- [Selected passage]
--- Start ---

Fitting functions with scipy.optimize curve_fit

Introduction#

Fitting a function which describes the expected occurence of data points to real data is often required in scientific applications. A possible optimizer for this task is curve_fit from scipy.optimize. In the following, an example of application of curve_fit is given.

Fitting a function to data from a histogram

Suppose there is a peak of normally (gaussian) distributed data (mean: 3.0, standard deviation: 0.3) in an exponentially decaying background. This distribution can be fitted with curve_fit within a few steps:

1.) Import the required libraries.

2.) Define the fit function that is to be fitted to the data.

3.) Obtain data from experiment or generate data. In this example, random data is generated in order to simulate the background and the signal.

4.) Add the signal and the background.

5.) Fit the function to the data with curve_fit.

6.) (Optionally) Plot the results and the data.

In this example, the observed y values are the heights of the histogram bins, while the observed x values are the centers of the histogram bins (binscenters). It is necessary to pass the name of the fit function, the x values and the y values to curve_fit. Furthermore, an optional argument containing rough estimates for the fit parameters can be given with p0. curve_fit returns popt and pcov, where popt contains the fit results for the parameters, while pcov is the covariance matrix, the diagonal elements of which represent the variance of the fitted parameters.

# 1.) Necessary imports.    
import numpy as np
import matplotlib.pyplot as plt
from scipy.optimize import curve_fit

# 2.) Define fit function.
def fit_function(x, A, beta, B, mu, sigma):
    return (A * np.exp(-x/beta) + B * np.exp(-1.0 * (x - mu)**2 / (2 * sigma**2)))

--- End ---

- [Job] Continue the tutorial on fitting with curve_fit, starting right after its final line. The data that follows plays no part in this exercise.

- [Recorded information]
--- Start ---

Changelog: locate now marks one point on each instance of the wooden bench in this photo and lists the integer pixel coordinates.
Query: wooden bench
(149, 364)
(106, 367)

--- End ---

- [Final result]
# 3.) Generate exponential and gaussian data and histograms.
data = np.random.exponential(scale=2.0, size=100000)
data2 = np.random.normal(loc=3.0, scale=0.3, size=15000)
bins = np.linspace(0, 6, 61)
data_entries_1, bins_1 = np.histogram(data, bins=bins)
data_entries_2, bins_2 = np.histogram(data2, bins=bins)

# 4.) Add histograms of exponential and gaussian data.
data_entries = data_entries_1 + data_entries_2
binscenters = np.array([0.5 * (bins[i] + bins[i+1]) for i in range(len(bins)-1)])

# 5.) Fit the function to the histogram data.
popt, pcov = curve_fit(fit_function, xdata=binscenters, ydata=data_entries, p0=[20000, 2.0, 2000, 3.0, 0.3])
print(popt)

# 6.)
# Generate enough x values to make the curves look smooth.
xspace = np.linspace(0, 6, 100000)

# Plot the histogram and the fitted function.
plt.bar(binscenters, data_entries, width=bins[1] - bins[0], color='navy', label=r'Histogram entries')
plt.plot(xspace, fit_function(xspace, *popt), color='darkorange', linewidth=2.5, label=r'Fitted function')

# Make the plot nicer.
plt.xlim(0,6)
plt.xlabel(r'x axis')
plt.ylabel(r'Number of entries')
plt.title(r'Exponential decay with gaussian peak')
plt.legend(loc='best')
plt.show()
plt.clf()